# [Lo que se pide]
Continúa el texto sobre Hannah Arendt y el totalitarismo a partir de su última oración.

# [Texto para leer]
Hannah Arendt concentra el totalitarismo en el nazismo y el comunismo, que fueron nuevas formas de tiranía, porque su objetivo era todo el poder; así, Stalin “transformó la dictadura de partido único en una dominación total”. Arendt define el totalitarismo como un sistema esencialmente criminal: ni siquiera Mussolini, amante del Estado totalitario, lo estableció, “y se contentó con imponer una dictadura de partido único”. Hicieron lo mismo otras dictaduras europeas, como la de Franco. Por eso los nazis despreciaban a sus aliados fascistas y admiraban a los comunistas. Hitler aplaudía sin tapujos a “Stalin, el genio”. Y Stalin confiaba en Hitler, hasta que le convino dejar de hacerlo.

# [Datos guardados]
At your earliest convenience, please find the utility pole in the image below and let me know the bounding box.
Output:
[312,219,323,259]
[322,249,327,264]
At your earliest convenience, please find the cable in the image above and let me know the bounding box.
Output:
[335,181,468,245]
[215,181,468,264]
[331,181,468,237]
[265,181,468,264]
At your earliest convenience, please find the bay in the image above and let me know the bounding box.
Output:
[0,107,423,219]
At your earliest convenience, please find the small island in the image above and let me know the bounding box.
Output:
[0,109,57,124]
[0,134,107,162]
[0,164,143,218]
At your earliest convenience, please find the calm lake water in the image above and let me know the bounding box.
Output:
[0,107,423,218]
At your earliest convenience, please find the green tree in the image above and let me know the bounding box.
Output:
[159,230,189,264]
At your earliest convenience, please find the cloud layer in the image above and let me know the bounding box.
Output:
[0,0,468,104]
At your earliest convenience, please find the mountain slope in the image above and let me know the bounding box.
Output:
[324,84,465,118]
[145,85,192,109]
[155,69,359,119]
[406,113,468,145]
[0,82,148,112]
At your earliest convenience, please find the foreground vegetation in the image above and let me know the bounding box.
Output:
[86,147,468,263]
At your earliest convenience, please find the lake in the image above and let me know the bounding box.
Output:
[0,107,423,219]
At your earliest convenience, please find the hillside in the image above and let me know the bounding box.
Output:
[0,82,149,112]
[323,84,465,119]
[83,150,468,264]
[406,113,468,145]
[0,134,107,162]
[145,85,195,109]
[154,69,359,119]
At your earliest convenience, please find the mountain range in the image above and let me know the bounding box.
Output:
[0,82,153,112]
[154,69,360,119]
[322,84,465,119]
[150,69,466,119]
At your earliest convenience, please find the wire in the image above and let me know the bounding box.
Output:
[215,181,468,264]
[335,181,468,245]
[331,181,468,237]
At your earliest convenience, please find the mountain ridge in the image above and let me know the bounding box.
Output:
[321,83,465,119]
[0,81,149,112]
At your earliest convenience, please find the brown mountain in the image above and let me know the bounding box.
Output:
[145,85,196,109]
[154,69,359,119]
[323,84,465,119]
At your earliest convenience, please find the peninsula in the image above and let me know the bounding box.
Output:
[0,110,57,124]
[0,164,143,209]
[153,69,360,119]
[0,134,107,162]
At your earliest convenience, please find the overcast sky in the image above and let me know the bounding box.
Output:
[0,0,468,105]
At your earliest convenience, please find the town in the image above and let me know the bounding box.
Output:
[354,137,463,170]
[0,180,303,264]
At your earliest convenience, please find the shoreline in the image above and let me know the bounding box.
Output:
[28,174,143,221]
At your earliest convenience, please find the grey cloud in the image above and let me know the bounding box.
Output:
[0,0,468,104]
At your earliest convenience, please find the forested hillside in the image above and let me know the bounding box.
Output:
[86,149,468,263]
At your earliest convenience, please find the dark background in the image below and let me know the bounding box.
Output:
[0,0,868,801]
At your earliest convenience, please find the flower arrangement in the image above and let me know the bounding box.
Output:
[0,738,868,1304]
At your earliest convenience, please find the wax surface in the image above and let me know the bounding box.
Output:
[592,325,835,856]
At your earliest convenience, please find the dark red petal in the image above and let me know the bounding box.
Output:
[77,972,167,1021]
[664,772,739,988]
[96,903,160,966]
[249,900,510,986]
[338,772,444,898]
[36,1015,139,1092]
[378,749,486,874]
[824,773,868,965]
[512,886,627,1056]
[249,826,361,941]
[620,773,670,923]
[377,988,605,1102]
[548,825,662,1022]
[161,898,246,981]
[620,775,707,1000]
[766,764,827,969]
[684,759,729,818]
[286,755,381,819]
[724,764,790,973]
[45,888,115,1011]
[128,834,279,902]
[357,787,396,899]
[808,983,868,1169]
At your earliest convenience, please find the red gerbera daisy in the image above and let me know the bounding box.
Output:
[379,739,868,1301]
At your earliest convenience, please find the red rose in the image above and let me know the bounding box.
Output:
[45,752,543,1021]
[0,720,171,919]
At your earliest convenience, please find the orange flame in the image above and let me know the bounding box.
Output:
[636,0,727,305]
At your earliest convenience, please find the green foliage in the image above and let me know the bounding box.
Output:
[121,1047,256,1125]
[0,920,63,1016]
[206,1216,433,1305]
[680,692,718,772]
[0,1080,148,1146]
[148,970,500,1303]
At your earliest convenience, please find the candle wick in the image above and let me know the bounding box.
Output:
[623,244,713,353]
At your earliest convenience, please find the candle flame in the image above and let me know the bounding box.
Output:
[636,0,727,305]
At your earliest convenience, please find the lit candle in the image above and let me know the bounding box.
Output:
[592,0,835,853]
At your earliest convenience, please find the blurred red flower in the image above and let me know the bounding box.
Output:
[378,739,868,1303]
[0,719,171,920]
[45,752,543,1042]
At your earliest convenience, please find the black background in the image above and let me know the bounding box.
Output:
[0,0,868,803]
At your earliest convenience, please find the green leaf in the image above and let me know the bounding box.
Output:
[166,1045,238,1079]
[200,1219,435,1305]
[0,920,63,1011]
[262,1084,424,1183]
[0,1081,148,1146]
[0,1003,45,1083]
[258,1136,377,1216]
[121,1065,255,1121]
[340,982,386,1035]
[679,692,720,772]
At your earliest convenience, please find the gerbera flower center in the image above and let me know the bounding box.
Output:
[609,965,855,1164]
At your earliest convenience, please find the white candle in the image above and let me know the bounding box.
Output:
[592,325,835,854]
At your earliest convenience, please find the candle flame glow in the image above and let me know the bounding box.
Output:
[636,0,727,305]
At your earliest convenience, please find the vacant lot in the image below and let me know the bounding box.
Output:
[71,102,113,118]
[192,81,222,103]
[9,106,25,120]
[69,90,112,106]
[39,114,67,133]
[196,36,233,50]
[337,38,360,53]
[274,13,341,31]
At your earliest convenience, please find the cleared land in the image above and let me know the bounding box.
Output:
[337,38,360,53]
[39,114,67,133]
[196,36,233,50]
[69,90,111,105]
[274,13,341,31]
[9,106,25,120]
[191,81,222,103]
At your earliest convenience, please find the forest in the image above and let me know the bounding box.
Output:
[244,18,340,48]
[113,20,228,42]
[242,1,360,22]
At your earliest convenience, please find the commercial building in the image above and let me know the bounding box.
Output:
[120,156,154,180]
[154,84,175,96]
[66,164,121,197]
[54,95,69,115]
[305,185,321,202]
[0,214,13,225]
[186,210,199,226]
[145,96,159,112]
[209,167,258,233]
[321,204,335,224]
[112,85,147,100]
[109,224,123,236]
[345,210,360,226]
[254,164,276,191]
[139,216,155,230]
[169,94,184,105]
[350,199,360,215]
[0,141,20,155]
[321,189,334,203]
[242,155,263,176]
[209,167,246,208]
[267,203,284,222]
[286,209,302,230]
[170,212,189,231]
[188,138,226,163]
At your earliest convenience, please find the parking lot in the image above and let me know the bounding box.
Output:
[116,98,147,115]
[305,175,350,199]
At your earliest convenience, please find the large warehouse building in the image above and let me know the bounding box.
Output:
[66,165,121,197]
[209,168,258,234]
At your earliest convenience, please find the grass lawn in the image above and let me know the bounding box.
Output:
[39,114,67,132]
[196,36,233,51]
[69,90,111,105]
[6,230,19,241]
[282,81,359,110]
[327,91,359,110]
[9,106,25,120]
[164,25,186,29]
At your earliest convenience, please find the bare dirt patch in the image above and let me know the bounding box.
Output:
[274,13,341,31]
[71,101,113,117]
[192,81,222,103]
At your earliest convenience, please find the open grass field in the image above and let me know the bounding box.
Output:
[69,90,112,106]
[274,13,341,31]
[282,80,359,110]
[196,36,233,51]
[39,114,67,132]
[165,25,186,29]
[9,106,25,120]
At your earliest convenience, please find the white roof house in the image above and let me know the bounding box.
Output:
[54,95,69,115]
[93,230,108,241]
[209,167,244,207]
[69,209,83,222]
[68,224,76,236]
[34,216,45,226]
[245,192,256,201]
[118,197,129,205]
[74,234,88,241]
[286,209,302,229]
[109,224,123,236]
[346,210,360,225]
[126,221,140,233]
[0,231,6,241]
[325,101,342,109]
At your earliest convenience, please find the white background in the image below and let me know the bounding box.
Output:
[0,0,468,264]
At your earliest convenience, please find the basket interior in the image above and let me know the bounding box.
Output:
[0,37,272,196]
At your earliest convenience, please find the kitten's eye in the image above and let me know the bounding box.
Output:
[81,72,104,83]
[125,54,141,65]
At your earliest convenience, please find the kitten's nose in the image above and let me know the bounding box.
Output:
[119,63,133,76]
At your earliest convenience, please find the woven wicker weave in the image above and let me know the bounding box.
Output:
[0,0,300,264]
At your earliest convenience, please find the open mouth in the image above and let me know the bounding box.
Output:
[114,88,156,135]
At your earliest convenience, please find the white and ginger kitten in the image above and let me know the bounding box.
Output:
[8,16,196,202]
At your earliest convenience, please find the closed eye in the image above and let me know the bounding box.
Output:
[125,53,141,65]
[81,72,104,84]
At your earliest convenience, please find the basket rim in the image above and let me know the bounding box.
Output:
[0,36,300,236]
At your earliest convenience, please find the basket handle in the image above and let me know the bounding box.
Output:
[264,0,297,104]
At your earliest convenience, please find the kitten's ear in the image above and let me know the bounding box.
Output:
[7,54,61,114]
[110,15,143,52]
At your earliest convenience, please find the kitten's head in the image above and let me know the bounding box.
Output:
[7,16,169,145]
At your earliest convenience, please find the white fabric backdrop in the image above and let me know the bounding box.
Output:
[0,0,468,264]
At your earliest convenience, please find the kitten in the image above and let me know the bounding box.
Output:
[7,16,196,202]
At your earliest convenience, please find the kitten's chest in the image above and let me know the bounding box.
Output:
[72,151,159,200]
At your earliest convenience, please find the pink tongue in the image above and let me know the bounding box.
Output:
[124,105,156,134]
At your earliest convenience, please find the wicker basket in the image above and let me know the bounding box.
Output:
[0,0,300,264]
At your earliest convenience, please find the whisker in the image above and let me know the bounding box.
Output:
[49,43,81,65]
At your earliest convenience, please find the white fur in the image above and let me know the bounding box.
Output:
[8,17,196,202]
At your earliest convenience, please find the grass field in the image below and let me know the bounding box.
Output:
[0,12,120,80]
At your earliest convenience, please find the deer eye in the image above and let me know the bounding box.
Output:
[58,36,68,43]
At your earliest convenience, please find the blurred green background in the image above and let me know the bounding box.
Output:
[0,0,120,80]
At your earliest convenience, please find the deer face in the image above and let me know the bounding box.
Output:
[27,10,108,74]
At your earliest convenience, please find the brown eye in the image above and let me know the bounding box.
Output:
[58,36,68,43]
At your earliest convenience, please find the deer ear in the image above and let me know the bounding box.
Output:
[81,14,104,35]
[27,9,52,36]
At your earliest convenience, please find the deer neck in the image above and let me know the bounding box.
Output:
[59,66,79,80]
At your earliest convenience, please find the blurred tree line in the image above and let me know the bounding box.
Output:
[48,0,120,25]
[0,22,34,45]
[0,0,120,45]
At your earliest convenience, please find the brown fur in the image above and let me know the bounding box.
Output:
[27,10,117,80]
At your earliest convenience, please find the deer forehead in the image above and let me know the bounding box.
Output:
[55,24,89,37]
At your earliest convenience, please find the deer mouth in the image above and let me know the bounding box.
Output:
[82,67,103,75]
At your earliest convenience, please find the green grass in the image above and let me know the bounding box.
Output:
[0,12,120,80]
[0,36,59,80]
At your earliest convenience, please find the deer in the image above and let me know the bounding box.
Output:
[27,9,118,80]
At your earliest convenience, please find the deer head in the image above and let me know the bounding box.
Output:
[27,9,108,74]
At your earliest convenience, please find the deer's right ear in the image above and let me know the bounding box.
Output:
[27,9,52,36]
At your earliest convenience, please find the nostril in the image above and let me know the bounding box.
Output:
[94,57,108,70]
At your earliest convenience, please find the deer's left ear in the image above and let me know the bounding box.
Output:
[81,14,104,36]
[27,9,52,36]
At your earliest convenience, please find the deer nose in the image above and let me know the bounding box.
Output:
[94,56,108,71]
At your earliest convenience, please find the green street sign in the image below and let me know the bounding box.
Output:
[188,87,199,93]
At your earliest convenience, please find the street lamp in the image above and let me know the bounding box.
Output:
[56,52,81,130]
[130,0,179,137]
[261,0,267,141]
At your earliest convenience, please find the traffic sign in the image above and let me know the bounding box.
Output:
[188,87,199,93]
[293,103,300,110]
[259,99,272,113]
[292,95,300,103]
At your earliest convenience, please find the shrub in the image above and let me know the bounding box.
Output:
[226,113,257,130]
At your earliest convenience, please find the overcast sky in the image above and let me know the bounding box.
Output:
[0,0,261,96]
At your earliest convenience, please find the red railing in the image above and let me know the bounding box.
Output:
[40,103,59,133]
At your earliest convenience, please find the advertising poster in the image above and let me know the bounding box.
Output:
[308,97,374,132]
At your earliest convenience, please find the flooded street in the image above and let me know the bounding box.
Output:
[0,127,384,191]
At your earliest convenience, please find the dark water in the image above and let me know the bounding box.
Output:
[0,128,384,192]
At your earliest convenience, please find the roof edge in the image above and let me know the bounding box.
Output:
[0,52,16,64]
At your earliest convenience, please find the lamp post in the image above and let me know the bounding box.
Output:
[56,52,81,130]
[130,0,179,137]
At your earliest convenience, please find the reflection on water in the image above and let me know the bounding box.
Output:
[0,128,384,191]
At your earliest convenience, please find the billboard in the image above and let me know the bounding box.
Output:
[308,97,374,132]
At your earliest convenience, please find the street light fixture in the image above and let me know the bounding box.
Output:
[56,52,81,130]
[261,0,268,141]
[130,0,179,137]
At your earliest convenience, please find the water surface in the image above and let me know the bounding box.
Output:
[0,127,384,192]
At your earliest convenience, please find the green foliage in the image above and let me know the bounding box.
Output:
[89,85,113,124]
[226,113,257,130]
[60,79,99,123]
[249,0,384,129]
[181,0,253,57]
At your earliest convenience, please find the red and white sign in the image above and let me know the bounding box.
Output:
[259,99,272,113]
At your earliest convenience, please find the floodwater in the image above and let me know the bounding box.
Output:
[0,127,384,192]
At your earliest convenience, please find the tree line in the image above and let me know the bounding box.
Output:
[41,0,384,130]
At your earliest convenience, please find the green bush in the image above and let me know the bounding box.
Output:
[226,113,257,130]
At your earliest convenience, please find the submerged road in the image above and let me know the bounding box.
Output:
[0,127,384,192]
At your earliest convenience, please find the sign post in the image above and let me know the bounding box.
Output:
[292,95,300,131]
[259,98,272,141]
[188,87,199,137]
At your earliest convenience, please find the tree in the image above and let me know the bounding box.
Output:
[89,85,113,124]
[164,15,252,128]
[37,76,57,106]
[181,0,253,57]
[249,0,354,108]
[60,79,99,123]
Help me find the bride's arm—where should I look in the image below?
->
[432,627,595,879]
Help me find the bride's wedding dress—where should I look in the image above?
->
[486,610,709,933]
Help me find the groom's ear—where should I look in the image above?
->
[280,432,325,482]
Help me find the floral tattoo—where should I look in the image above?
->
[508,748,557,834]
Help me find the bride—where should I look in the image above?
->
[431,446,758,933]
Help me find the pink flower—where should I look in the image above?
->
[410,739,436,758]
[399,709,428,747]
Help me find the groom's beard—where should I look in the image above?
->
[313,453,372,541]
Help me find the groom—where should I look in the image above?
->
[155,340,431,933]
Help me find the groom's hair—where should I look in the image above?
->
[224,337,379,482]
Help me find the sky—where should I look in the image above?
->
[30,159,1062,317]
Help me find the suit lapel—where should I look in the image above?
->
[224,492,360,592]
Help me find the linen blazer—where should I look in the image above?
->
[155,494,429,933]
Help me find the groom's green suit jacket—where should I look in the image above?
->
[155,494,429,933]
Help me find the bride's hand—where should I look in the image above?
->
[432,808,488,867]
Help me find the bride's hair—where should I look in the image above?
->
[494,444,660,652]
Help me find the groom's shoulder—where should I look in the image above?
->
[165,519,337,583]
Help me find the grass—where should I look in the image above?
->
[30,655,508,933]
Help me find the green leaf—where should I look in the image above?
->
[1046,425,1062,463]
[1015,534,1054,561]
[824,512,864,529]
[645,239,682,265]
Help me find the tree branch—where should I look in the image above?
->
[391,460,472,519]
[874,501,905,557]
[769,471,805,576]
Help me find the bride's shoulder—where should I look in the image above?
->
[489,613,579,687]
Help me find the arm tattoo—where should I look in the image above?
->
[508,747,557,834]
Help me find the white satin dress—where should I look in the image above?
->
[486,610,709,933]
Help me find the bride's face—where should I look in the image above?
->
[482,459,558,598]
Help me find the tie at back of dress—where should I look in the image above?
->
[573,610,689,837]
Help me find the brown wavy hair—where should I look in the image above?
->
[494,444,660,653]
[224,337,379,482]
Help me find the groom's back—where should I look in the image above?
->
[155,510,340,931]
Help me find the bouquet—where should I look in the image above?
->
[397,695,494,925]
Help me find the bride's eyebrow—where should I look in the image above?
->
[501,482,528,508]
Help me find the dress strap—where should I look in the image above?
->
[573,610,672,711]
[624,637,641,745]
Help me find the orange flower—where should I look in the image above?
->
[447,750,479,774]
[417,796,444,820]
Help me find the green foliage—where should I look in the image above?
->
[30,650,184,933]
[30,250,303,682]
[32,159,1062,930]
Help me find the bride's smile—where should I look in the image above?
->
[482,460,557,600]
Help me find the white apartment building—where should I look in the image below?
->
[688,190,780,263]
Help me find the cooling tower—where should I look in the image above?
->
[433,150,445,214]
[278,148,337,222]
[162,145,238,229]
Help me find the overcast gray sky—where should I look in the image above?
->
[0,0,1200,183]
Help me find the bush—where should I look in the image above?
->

# [Resultado]
Arendt investiga los orígenes de esos gobiernos tan brutales. Y resultan inquietantes por su apariencia de amabilidad y progresismo. Habla del conflicto entre Estado y nación que empieza con la Revolución Francesa y su combinación de Derechos del Hombre con la soberanía nacional: “los mismos derechos fundamentales eran a la vez el legado inalienable de toda la humanidad y la herencia específica de naciones concretas; la misma nación fue declarada como sometida a las leyes, que supuestamente fluían de los derechos humanos, y a la vez como soberana, es decir, no supeditada a ningún derecho universal, y sin reconocer nada como superior a sí misma”. Por eso pudieron los románticos interpretar al Estado como “el representante nebuloso del ‘alma nacional’; su misma existencia presuponía que estaba más allá y por encima del derecho; de esta forma, la soberanía nacional perdió su connotación original vinculada a la libertad del pueblo, y se rodeó de un aura pseudo-mística de arbitrariedad sin ley”.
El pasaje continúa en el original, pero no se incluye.